Exercise
Without omitting anything, return the records precisely as given.

──────

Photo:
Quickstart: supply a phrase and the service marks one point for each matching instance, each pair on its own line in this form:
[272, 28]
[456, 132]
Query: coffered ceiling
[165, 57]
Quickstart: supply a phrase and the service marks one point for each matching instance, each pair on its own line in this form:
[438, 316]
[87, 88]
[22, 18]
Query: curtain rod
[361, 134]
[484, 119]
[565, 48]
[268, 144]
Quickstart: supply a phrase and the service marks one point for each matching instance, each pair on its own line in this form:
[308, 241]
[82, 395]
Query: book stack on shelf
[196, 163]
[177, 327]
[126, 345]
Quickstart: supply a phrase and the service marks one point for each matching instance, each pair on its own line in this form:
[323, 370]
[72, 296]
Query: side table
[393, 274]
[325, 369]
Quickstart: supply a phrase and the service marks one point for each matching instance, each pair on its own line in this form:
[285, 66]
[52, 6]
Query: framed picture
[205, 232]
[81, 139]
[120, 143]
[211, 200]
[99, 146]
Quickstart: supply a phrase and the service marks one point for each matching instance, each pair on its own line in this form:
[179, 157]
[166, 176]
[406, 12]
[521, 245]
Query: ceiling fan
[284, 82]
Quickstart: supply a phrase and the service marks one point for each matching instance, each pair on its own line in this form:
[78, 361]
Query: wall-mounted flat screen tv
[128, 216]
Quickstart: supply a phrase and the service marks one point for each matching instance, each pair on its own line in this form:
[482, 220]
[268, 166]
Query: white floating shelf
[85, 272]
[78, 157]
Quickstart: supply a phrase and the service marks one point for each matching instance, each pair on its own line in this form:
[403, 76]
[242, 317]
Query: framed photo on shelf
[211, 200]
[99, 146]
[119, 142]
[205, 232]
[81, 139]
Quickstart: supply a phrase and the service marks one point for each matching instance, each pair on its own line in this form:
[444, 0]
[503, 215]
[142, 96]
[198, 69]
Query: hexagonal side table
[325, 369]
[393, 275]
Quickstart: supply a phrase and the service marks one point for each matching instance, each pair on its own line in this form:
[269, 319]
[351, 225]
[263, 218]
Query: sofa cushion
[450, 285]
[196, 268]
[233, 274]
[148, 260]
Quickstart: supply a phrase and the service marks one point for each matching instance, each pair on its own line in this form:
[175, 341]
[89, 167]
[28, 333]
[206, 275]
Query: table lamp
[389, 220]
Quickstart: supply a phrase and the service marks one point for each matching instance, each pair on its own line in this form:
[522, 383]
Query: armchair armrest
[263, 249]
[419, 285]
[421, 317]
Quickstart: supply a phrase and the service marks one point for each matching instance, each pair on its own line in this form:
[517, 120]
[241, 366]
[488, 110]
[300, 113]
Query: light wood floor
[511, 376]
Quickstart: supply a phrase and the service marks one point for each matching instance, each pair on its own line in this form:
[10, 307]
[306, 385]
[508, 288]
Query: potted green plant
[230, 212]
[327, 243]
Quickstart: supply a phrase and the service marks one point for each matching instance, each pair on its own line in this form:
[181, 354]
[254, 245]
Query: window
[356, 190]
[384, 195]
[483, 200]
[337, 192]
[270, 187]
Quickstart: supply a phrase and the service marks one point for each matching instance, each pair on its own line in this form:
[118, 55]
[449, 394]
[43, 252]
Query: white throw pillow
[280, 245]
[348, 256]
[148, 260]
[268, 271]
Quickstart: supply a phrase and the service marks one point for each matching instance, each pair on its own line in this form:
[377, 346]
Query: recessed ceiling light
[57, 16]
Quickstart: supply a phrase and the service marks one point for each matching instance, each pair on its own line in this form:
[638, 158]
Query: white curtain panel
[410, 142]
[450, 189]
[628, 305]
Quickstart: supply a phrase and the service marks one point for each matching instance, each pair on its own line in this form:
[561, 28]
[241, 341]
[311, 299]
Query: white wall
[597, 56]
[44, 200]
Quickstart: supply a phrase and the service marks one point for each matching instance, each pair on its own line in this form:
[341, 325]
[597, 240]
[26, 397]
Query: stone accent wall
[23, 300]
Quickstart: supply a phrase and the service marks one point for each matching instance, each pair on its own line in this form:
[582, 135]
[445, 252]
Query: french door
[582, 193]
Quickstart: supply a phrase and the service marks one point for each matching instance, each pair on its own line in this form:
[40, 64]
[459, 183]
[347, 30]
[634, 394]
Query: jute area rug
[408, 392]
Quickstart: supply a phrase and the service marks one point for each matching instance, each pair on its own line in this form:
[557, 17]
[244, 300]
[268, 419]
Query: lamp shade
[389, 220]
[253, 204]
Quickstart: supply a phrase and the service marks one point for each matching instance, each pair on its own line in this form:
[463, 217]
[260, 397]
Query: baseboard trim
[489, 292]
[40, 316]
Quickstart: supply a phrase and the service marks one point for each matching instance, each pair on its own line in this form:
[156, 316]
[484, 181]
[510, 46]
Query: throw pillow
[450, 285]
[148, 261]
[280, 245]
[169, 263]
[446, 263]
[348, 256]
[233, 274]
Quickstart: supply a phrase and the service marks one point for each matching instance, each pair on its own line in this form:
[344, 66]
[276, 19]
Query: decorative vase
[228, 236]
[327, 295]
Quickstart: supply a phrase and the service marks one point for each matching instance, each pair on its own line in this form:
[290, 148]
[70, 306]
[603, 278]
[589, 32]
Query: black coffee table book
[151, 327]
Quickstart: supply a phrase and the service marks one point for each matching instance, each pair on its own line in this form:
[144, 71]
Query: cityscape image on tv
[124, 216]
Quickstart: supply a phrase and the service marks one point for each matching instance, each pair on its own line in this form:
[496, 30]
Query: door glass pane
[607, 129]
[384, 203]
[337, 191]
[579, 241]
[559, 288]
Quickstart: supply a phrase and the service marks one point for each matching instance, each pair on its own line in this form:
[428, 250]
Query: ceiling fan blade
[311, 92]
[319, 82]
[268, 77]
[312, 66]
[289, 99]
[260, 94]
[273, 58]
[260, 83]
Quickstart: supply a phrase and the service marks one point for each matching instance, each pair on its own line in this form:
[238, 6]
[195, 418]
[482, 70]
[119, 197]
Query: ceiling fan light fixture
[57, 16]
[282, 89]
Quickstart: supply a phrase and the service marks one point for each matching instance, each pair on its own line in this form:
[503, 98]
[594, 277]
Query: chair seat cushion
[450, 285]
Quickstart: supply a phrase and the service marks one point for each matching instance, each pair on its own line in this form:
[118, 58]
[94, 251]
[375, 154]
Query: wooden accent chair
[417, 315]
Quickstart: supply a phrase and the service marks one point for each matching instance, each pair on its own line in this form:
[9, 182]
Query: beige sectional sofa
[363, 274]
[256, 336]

──────

Expected answer
Photo:
Quickstart: supply a phrase and the service marks one point for each matching instance, each pair on its own line in this form:
[272, 28]
[456, 132]
Query: coffered ceiling
[165, 57]
Quickstart: supply a phrase and the service marks one point for each matching instance, each pair on its own line in this form:
[438, 316]
[87, 88]
[22, 18]
Query: curtain rod
[361, 134]
[484, 119]
[565, 48]
[268, 144]
Quickstart: supply a phrase and the service marks one point for each matching instance, each pair on its own line in this form:
[308, 241]
[82, 395]
Query: book stack on shelf
[196, 163]
[177, 327]
[126, 345]
Quickstart: supply a phrase and the service marks one point for each matching instance, each pair on its own line in this form:
[323, 370]
[72, 296]
Query: side table
[393, 274]
[325, 369]
Quickstart: supply a phrase and the service marks one point for each matching instance, each pair on its own line in this form:
[285, 66]
[52, 6]
Query: framed picture
[205, 232]
[81, 139]
[120, 143]
[211, 200]
[99, 146]
Quickstart: supply a phrase and the service marks one point for each matching instance, each pair on its own line in this form:
[179, 157]
[166, 176]
[406, 12]
[521, 245]
Query: ceiling fan
[284, 82]
Quickstart: supply a phrase and the service marks one point for each matching instance, each pair on its own line in this form:
[78, 361]
Query: wall-mounted flat screen tv
[128, 216]
Quickstart: supply a phrase and the service marks one point for each matching instance, each pair on its own line in this form:
[482, 220]
[268, 166]
Query: white floating shelf
[85, 272]
[78, 157]
Quickstart: supply a phrase and the service marks one point for each matching instance, each pair on its own line in this form:
[403, 76]
[242, 317]
Query: framed photo on shelf
[211, 200]
[99, 146]
[119, 142]
[205, 232]
[81, 139]
Quickstart: supply a phrase and the service marks one point for each matching instance, each pair on its own line in this form:
[444, 0]
[503, 215]
[142, 96]
[198, 69]
Query: hexagonal side table
[325, 369]
[393, 275]
Quickstart: supply a phrase and the service marks one point for each matching instance, each pair on its own line in this form:
[269, 319]
[351, 225]
[263, 218]
Query: sofa cushion
[450, 285]
[196, 268]
[233, 274]
[148, 260]
Quickstart: supply a phrase and the service marks one point for each matching instance, each pair on its own line in this form:
[175, 341]
[89, 167]
[28, 333]
[206, 275]
Query: table lamp
[389, 220]
Quickstart: supply a phrase and the service marks one point for each matching instance, each pair on its own line in this form:
[522, 383]
Query: armchair armrest
[263, 249]
[419, 285]
[421, 317]
Quickstart: supply a phrase and the service marks one point for each matching instance, each pair on its own line in this form:
[517, 120]
[241, 366]
[488, 110]
[300, 113]
Query: light wood floor
[511, 376]
Quickstart: supply a phrase and the service marks one point for each matching instance, each pair on its own line in this form:
[10, 307]
[306, 385]
[508, 288]
Query: potted green plant
[230, 212]
[327, 243]
Quickstart: supply a phrase and the service marks one point for each matching instance, each pair on its own line in this form:
[181, 354]
[254, 245]
Query: window
[356, 190]
[384, 195]
[483, 200]
[337, 192]
[270, 187]
Quickstart: supply a phrase and the service marks one point for each matching instance, each pair on its own line in this form:
[118, 55]
[449, 394]
[43, 252]
Query: white throw pillow
[280, 245]
[348, 256]
[148, 260]
[268, 271]
Quickstart: supply a phrase and the service marks one point for each matching instance, each pair on its own line in this form:
[377, 346]
Query: recessed ceiling light
[57, 16]
Quickstart: supply a phrase and the service marks one point for each matching instance, each pair on its own line in this form:
[638, 158]
Query: white curtain panel
[410, 142]
[450, 189]
[628, 305]
Quickstart: supply a phrase and the service marks one point for each matching instance, each pair on its own line in this form:
[561, 28]
[241, 341]
[311, 299]
Query: white wall
[597, 56]
[44, 200]
Quickstart: supply a phrase and the service marks one point for each matching instance, each pair on its own line in this form:
[341, 325]
[597, 240]
[26, 397]
Query: stone accent wall
[23, 300]
Quickstart: supply a phrase and the service marks one point for each matching instance, each pair on its own line in this form:
[582, 135]
[445, 252]
Query: french door
[582, 193]
Quickstart: supply a phrase and the service marks one point for each matching instance, each pair on its own line in this form:
[40, 64]
[459, 183]
[347, 30]
[634, 394]
Query: jute area rug
[408, 392]
Quickstart: supply a phrase and the service marks one point for each matching instance, each pair on its own line in this form:
[557, 17]
[244, 300]
[268, 419]
Query: lamp shade
[389, 220]
[253, 204]
Quickstart: supply a phrase and the service marks one point for each matching instance, each pair on its own line in this form:
[463, 217]
[260, 397]
Query: baseboard trim
[489, 292]
[40, 316]
Quickstart: supply a phrase and the service marks one point for each matching instance, each pair on its own line in this form:
[156, 316]
[484, 181]
[510, 46]
Query: throw pillow
[450, 285]
[148, 261]
[280, 245]
[169, 263]
[446, 263]
[348, 256]
[233, 274]
Quickstart: supply a phrase and the service marks one point for each matching instance, each pair on its own line in this form:
[344, 66]
[276, 19]
Query: decorative vase
[228, 236]
[327, 295]
Quickstart: supply a phrase and the service marks one point for each matching instance, each pair on its own line in this form:
[290, 148]
[70, 306]
[603, 278]
[589, 32]
Query: black coffee table book
[151, 327]
Quickstart: supply a phrase and the service marks one point for each matching instance, each pair on its own line in this form:
[144, 71]
Query: cityscape image on tv
[124, 216]
Quickstart: supply a phrase and the service marks one point for each matching instance, each pair on its own line in this form:
[496, 30]
Query: door glass pane
[607, 129]
[384, 203]
[337, 191]
[579, 241]
[559, 288]
Quickstart: supply a phrase and the service marks one point for each matching instance, each pair on its own line in this form:
[428, 250]
Query: ceiling fan blade
[311, 92]
[319, 82]
[268, 77]
[312, 66]
[289, 99]
[260, 94]
[273, 58]
[260, 83]
Quickstart: supply a phrase and the service marks one point for each matching instance, each pair on its own line in this form:
[238, 6]
[195, 418]
[482, 70]
[119, 197]
Query: ceiling fan light fixture
[57, 16]
[282, 89]
Quickstart: supply a phrase and the service marks one point for each matching instance, each pair on its own line in this form:
[503, 98]
[594, 277]
Query: chair seat cushion
[450, 285]
Quickstart: supply a phrase and the service marks one point for each matching instance, each pair on its own line in this form:
[118, 58]
[94, 251]
[375, 154]
Query: wooden accent chair
[417, 315]
Quickstart: supply a phrase and the service marks one point for each matching instance, each pair on its own line in this form:
[9, 182]
Query: beige sectional sofa
[363, 274]
[256, 336]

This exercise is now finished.